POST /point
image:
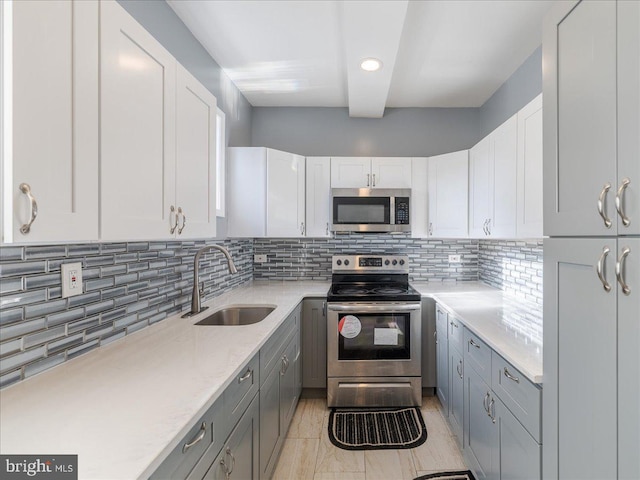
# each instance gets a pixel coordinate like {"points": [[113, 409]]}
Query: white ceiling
{"points": [[435, 53]]}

Goal of the exercise - Please retype every line of the item above word for word, leaving the picture out of your answer.

Exercise output -
POST /point
image:
# each instance gets a pixel coordinate like {"points": [[113, 409]]}
Query: white ceiling
{"points": [[435, 53]]}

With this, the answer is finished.